## [To do]
Could you revise the records below so that "pixel coordinates" becomes "image coordinates" everywhere, with every other line unchanged? Omit the pictures from your answer.

## [Photo object pointing records]
▽
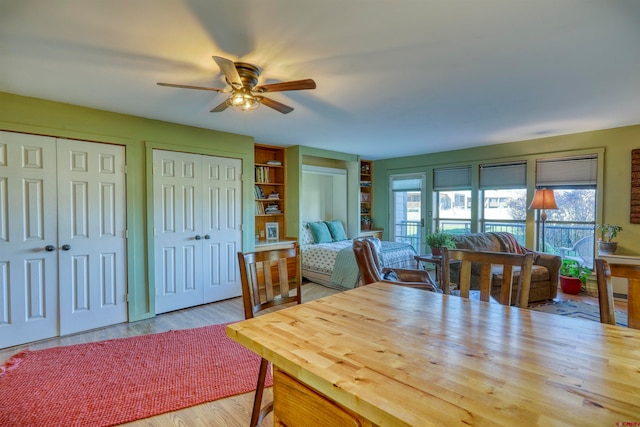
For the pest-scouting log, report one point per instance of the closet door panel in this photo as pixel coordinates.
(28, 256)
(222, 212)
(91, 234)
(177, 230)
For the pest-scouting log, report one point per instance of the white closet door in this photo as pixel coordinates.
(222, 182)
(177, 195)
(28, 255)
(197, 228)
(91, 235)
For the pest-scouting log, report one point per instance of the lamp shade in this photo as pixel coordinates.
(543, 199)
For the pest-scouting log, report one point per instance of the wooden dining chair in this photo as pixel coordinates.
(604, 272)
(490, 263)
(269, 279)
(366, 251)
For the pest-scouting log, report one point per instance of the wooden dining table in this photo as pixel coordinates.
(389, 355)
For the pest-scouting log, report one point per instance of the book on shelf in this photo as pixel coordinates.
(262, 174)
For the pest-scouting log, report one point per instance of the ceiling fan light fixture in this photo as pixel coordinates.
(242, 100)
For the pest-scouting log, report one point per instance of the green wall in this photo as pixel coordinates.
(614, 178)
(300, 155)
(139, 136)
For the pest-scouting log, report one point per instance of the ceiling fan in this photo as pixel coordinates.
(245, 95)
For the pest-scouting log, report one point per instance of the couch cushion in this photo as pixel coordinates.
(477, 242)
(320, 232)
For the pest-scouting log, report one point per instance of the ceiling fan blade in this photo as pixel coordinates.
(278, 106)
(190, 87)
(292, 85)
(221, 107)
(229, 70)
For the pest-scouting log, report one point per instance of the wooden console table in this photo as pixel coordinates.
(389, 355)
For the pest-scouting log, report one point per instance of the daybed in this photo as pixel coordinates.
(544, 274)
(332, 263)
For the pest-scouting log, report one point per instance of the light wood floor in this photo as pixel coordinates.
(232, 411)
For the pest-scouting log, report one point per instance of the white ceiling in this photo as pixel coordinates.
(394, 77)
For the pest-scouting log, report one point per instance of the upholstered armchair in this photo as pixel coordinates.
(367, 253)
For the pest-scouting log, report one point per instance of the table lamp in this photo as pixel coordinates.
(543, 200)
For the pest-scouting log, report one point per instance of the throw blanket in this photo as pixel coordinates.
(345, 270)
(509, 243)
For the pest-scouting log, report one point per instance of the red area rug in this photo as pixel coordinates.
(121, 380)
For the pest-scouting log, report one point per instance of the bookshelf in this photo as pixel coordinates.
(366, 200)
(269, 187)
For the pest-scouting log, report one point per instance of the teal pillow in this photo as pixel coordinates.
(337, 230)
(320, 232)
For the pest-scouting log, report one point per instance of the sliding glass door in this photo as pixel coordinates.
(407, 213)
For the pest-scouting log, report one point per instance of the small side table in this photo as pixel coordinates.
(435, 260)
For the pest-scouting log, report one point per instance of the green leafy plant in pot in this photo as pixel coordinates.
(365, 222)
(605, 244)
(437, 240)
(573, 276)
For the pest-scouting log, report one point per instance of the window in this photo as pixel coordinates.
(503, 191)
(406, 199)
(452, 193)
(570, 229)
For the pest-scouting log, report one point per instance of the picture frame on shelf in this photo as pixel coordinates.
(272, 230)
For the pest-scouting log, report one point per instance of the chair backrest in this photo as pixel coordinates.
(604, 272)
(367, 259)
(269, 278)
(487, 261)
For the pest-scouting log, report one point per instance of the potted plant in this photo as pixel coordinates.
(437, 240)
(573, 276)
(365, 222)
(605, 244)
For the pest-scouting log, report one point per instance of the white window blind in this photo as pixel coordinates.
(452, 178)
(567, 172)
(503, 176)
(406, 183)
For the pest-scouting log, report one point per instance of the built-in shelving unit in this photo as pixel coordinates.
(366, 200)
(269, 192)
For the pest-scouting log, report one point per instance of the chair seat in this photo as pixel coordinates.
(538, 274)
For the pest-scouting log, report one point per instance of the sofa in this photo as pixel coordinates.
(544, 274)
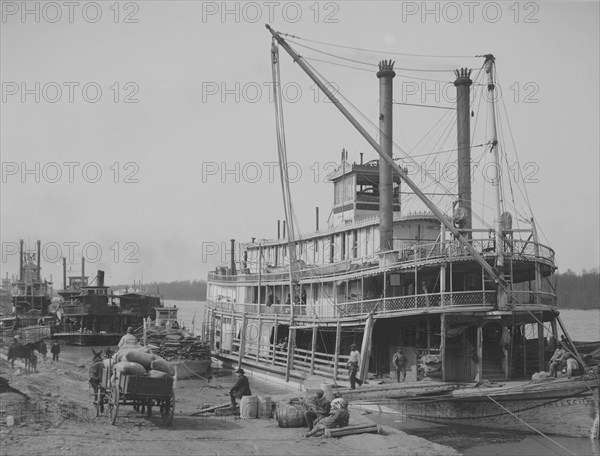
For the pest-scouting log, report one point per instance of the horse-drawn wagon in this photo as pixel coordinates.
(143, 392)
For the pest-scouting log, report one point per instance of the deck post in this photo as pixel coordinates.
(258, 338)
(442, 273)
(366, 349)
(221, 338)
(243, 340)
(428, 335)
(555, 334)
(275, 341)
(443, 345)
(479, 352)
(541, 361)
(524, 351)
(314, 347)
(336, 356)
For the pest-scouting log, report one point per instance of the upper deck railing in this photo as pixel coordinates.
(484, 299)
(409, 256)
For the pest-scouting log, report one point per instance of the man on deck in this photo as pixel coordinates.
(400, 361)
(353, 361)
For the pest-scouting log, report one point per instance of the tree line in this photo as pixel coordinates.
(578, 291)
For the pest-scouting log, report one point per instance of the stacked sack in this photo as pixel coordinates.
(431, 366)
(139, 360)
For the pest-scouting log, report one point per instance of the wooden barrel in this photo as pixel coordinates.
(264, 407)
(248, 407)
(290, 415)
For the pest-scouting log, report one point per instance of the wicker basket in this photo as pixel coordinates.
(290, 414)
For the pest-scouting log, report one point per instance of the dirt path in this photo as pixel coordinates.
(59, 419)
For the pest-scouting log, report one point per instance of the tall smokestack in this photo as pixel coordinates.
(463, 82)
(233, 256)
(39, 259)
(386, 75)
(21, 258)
△
## [Final answer]
For the pest-scouting log, report one point per instance of the closet door panel in this photo as image coordinates.
(28, 256)
(222, 212)
(91, 234)
(177, 230)
For the pest-scouting log, report one point per instance of the white closet door in this photo as image coordinates.
(222, 182)
(177, 195)
(28, 255)
(197, 228)
(91, 235)
For the pest-scouting log, report one point per instance of the lamp shade in this photo as image coordinates.
(543, 199)
For the pest-scouting log, report one point per instance of the wooden dining chair in this photo as image coordinates.
(604, 272)
(490, 263)
(269, 279)
(366, 251)
For the pest-scouting log, report one point per instance of the wooden dining table in this photo as image coordinates.
(389, 355)
For the pest-scouting log, report one point per instance of the book on shelf in this photo as image coordinates.
(262, 174)
For the pest-scouting log, report one point per instance of the ceiling fan light fixture in this photo as image coordinates.
(242, 100)
For the pest-scouting log, report one point per instance of the green wall in this photo as image coordinates.
(614, 178)
(300, 155)
(139, 136)
For the pest-scouting log, report one point per instance of the ceiling fan in this photo as image coordinates.
(245, 95)
For the pest-scouting log, report one point per instance of the couch cushion in this photo as image coordinates.
(477, 242)
(320, 232)
For the pest-scouting log, report one point per instance of the ceiling fan blade in this photo as image coordinates.
(278, 106)
(190, 87)
(292, 85)
(221, 107)
(229, 70)
For the pest-scouting log, report one point per instance of the wooden console table in this photo as image coordinates.
(389, 355)
For the pest-scouting log, report one point per instance of the daybed in this photo as image coordinates.
(544, 274)
(332, 263)
For the pest-scouting log, report one point per instance of the light wood floor in this photo as image coordinates.
(232, 411)
For the pest-scouting log, report one point per instance of the white ceiling in this photo as image coordinates.
(394, 77)
For the pest-scouting log, report one point per instance of the upholstered armchair in this photo as image coordinates.
(367, 253)
For the pest-scouting log, report one point per instance of the table lamp in this photo as image coordinates.
(543, 200)
For the pest-scouting log, report one point per instance of the throw blanket in this photo as image coordinates.
(345, 270)
(509, 243)
For the pest-scouting log, report one point per instance of the red area rug in this photo as image coordinates.
(121, 380)
For the pest-scouting log, report one point per instance of the bookshelf in this photo as image coordinates.
(366, 200)
(269, 187)
For the pest-scouting log, report one point per instance of the teal pillow in this photo as image coordinates.
(337, 230)
(320, 232)
For the pest-scouting log, report one point per instance of the sliding glass door in this photo as image coordinates.
(407, 213)
For the pest-scouting log, report one point per instance of the small side table in this photo as image coordinates.
(435, 260)
For the pest-scouting log, report one point per instance of the green leafy plant in pot in this photo as image coordinates.
(365, 222)
(605, 244)
(437, 240)
(573, 276)
For the pest-scouting log, report one point per instance of the window in this photo as image coordinates.
(503, 191)
(406, 199)
(452, 193)
(570, 229)
For the pest-scouting log, report one point per instance of the picture frame on shelf in this photo as image coordinates.
(272, 230)
For the pest-scouting log, report one point per instance of the chair backrest in this photo as image coordinates.
(604, 272)
(367, 259)
(269, 278)
(487, 261)
For the pest-scouting log, report one point per instance of the potted plant in this photo as image coordinates.
(437, 240)
(573, 276)
(365, 222)
(605, 244)
For the pest-scouting log, report one point per instance of the white window blind in this photo as image coordinates.
(452, 178)
(567, 172)
(503, 176)
(406, 183)
For the pest-scouting log, report one point per instance of the built-in shelving unit in this photo as image coordinates.
(366, 200)
(269, 192)
For the pest-scouting log, report one point per instance of the chair seat in this photo as image coordinates.
(538, 274)
For the pest-scouting log, report one point per instance of the sofa in this photo as image coordinates.
(544, 274)
For the pest-scouting log, report one point per instance of the horse-drawn wagon in this photo as image coordinates.
(143, 392)
For the pest-scouting log, report one point per instance of the deck post in this photo as image coordinates.
(258, 338)
(442, 273)
(366, 349)
(221, 338)
(243, 340)
(428, 335)
(555, 334)
(275, 341)
(443, 345)
(479, 352)
(541, 361)
(524, 351)
(314, 347)
(336, 356)
For the pest-scouting log, report one point per instance of the upper deck railing in this photo as image coordinates.
(484, 299)
(409, 256)
For the pest-scouting log, report one point per instance of the man on deck in this photo as image coordinates.
(400, 361)
(353, 361)
For the pest-scouting log, report one point per instance of the tree line in this photo as image coordinates.
(578, 291)
For the pest-scouting log, report one point per instance of the stacked sack in this photo as image coordinates.
(431, 366)
(139, 360)
For the pest-scouting log, report one point per instance of the wooden barrel in this photo as image coordinates.
(264, 407)
(248, 407)
(290, 415)
For the pest-scouting log, report one point per instance of the wicker basket in this photo as image coordinates.
(290, 414)
For the pest-scouting log, report one point per instance of the dirt path in this photo as image coordinates.
(59, 419)
For the pest-scouting log, report one point per instance of the tall smokestack in this photo as image coordinates.
(463, 82)
(233, 256)
(39, 259)
(386, 75)
(21, 258)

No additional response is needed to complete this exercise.